■ **Exercise aim**: In the data below, rewrite every line from the one containing "Put a pin on every instance of the apartment" through the one containing "x=533 y=134", keeping each line's wording and adjusting every x and y coordinate by -83.

— start of Supplied information —

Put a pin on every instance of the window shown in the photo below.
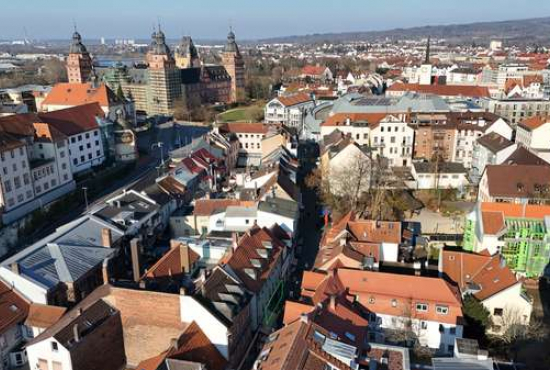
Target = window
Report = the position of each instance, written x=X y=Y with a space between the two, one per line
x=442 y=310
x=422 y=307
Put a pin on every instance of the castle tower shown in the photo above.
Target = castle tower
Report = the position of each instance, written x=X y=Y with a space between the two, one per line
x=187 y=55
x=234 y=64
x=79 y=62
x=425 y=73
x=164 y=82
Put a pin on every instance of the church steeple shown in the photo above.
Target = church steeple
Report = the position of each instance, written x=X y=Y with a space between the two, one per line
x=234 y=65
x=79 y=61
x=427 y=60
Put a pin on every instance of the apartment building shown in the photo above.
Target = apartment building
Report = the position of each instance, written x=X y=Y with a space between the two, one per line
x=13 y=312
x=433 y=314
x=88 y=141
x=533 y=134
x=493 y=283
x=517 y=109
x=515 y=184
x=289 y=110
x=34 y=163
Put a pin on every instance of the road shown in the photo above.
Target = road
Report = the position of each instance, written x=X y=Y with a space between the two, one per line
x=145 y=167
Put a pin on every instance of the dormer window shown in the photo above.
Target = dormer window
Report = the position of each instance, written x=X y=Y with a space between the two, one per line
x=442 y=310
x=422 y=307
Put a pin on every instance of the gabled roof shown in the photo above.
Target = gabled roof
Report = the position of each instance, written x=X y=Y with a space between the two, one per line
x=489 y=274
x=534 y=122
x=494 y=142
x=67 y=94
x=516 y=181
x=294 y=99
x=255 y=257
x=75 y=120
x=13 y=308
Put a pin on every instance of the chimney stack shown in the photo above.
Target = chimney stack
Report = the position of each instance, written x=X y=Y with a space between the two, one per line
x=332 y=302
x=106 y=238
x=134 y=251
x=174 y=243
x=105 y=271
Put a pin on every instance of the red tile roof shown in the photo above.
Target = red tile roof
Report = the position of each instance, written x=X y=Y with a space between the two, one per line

— end of Supplied information —

■ **Solution for this task**:
Put a pin on every instance of the apartment building shown in the photo above.
Target = apartment building
Report = the position of each instance, written x=X y=Y with a space between the two, one per line
x=-70 y=229
x=350 y=231
x=5 y=58
x=450 y=51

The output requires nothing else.